Goal of the exercise: Give a verbatim repeat of the lines that run from the line containing "find the grassy slope" to the end of the data below.

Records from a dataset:
***

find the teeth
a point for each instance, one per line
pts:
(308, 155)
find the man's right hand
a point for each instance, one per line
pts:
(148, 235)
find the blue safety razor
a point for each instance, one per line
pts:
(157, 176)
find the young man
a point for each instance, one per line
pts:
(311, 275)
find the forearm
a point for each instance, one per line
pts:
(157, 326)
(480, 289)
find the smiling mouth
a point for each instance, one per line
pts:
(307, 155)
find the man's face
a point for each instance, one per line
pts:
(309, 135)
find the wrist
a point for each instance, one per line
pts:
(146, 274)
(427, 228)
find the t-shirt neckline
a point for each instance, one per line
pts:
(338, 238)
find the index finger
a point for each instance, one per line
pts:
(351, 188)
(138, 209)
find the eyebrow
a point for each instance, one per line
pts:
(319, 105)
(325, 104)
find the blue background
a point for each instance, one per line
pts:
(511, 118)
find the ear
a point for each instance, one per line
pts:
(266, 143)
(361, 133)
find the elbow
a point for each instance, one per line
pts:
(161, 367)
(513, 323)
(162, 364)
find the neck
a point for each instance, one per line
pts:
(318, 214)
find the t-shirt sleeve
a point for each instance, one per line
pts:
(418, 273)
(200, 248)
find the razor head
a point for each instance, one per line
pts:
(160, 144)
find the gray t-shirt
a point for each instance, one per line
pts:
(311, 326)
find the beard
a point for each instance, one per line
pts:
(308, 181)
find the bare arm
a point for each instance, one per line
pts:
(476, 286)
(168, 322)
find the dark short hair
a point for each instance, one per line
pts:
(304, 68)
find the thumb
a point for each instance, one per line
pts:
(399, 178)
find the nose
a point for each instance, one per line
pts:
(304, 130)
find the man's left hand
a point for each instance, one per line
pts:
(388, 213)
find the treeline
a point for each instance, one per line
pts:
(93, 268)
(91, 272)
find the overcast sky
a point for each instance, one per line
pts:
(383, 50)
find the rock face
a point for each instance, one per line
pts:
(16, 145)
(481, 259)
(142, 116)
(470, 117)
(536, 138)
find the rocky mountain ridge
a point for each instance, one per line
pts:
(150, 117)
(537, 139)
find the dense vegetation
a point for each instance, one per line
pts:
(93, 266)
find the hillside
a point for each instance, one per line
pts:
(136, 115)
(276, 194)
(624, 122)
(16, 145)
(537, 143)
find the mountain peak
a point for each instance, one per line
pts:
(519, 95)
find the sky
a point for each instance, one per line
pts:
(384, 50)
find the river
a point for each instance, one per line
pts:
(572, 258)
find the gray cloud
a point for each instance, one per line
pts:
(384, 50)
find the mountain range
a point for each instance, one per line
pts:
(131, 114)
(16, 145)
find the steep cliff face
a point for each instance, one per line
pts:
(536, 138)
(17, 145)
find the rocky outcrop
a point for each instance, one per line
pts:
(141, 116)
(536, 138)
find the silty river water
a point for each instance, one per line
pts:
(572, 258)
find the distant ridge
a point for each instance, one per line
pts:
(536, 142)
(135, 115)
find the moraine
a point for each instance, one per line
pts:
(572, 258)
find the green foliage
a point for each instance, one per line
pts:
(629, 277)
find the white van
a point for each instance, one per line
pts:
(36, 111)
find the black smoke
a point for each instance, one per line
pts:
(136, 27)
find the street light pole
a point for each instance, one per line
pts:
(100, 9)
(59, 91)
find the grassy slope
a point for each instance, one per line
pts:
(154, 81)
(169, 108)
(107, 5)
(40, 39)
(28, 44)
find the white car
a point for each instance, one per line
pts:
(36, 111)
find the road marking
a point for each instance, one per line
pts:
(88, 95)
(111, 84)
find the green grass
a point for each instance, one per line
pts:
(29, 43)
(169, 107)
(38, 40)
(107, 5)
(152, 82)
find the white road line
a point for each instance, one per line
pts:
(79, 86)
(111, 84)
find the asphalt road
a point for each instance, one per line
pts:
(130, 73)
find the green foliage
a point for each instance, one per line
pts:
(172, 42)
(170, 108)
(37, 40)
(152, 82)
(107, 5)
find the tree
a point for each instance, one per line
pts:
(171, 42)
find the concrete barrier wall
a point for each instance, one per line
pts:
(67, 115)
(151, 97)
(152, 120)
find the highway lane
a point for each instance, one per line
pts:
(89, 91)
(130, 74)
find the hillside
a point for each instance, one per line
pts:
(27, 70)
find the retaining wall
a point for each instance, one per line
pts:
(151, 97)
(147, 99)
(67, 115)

***

Correct result:
find the grassy slope
a point for each instance, one per line
pts:
(154, 81)
(169, 108)
(107, 5)
(40, 39)
(28, 44)
find the white car
a point for each instance, one per line
pts:
(36, 111)
find the road marking
a point for each instance, one per line
pts:
(88, 95)
(111, 84)
find the green grass
a point for each instance, one per line
pts:
(29, 43)
(169, 107)
(38, 40)
(107, 5)
(152, 82)
find the white road line
a point for each instance, one per line
pts:
(79, 86)
(111, 84)
find the asphalt road
a point for each instance, one per line
pts:
(130, 73)
find the green foliage
a point for each instance, one per line
pts:
(172, 42)
(170, 108)
(37, 40)
(152, 82)
(107, 5)
find the tree
a point for each instance, one per line
pts:
(171, 42)
find the concrete barrier wall
a point for each instance, one per line
pts:
(67, 115)
(151, 97)
(152, 120)
find the highway lane
a point for each instance, one per line
pts:
(89, 91)
(130, 74)
find the hillside
a point for each instance, one per line
pts:
(27, 70)
find the retaining wall
a point for each instance, one per line
pts:
(151, 97)
(147, 99)
(67, 115)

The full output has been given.